Recopiez fidèlement le passage consacré à Rémy d'Auxerre, en commençant par « RÉMY d'Auxerre[1] » et en allant jusqu'à « Hucbald de Saint-Amand. ».

### PASSAGE CHOISI:
· · · ·

Jérôme de Moravie

RÉMY d'Auxerre

 

DE LA MUSIQUE - EXTRAITS

 

Oeuvre numérisée par Marc Szwajcer

 


 

RÉMY d'Auxerre[1]

DE LA MUSIQUE

EXTRAITS

(ixe siècle)

D'abord professeur de dialectique et de musique à l'Ecole palatine, sous l'empereur Charles le Chauve, Rémy, religieux du monastère de saint Germain, à Auxerre, fut ensuite appelé à Reims par l'archevêque Fulcon, où il prit la direction des écoles cléricales qui venaient d'y être fondées. Il eut pour collègue dans l’enseignement le célèbre Hucbald de Saint-Amand.

Rémy devait instruire les clercs dans l'art du chant, pour les rendre capables d'interpréter à l'église les mélodies sacrées, Il nous a laissé de son enseignement comme une sorte de manuel musical, le commentaire du IXe livre de Martianus Capella de Nuptiis Philologiae qui servait de texte à ses leçons.

· · · ·

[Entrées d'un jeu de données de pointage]
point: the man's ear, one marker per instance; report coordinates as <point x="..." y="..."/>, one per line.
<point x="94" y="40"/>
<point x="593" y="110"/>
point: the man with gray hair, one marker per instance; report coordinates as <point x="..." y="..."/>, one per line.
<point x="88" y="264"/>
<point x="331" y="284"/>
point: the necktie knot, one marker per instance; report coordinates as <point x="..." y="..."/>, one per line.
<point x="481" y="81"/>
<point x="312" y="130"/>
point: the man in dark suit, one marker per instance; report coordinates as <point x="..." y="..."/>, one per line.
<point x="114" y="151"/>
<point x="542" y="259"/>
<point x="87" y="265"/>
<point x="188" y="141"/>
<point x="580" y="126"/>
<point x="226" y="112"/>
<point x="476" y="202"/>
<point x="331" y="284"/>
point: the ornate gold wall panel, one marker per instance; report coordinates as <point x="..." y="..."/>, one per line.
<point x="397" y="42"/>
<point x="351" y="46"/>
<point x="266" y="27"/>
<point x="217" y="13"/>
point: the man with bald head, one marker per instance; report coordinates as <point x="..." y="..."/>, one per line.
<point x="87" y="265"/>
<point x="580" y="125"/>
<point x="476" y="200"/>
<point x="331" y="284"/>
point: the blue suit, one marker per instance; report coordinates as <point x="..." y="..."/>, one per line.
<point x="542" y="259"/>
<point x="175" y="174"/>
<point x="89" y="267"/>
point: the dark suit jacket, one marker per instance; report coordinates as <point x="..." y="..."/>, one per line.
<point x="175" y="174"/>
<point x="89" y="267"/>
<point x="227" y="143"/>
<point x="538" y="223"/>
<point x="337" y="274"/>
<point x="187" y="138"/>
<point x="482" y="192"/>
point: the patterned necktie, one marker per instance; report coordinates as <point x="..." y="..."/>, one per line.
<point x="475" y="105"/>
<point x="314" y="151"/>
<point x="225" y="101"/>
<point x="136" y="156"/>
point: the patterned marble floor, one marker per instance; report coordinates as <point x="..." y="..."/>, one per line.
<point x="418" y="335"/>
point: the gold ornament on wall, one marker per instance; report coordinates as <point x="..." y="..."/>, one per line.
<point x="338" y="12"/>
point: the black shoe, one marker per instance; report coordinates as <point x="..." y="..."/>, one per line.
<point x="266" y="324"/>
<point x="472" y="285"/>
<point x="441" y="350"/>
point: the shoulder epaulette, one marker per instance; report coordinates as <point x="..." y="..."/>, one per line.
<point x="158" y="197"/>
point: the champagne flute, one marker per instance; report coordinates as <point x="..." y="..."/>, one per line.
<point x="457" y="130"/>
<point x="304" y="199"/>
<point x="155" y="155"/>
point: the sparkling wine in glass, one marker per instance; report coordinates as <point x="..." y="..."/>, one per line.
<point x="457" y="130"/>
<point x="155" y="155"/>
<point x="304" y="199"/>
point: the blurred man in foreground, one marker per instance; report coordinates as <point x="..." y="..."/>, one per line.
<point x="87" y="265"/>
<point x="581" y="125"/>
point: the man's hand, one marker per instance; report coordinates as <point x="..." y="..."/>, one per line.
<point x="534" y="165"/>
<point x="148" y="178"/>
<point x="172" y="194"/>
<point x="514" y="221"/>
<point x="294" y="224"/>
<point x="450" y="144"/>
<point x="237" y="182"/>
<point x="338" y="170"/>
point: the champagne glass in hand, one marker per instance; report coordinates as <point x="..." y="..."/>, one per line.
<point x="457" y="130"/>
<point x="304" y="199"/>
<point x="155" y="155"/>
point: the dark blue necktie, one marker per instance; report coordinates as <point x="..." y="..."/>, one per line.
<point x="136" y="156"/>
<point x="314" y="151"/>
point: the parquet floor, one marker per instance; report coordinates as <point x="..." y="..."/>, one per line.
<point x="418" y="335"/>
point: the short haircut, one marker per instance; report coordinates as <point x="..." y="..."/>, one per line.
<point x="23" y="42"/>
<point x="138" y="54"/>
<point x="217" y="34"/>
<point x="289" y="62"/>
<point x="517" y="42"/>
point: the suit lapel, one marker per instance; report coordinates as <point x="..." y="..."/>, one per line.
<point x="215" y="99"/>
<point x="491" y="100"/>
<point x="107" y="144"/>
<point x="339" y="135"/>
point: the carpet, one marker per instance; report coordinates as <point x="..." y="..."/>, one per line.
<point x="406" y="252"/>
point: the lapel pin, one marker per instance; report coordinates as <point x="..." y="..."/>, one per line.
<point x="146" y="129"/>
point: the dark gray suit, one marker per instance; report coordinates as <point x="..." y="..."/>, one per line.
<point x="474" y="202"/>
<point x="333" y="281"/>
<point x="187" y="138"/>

· · · ·

### RÉPONSE ATTENDUE:
RÉMY d'Auxerre[1]

DE LA MUSIQUE

EXTRAITS

(ixe siècle)

D'abord professeur de dialectique et de musique à l'Ecole palatine, sous l'empereur Charles le Chauve, Rémy, religieux du monastère de saint Germain, à Auxerre, fut ensuite appelé à Reims par l'archevêque Fulcon, où il prit la direction des écoles cléricales qui venaient d'y être fondées. Il eut pour collègue dans l’enseignement le célèbre Hucbald de Saint-Amand.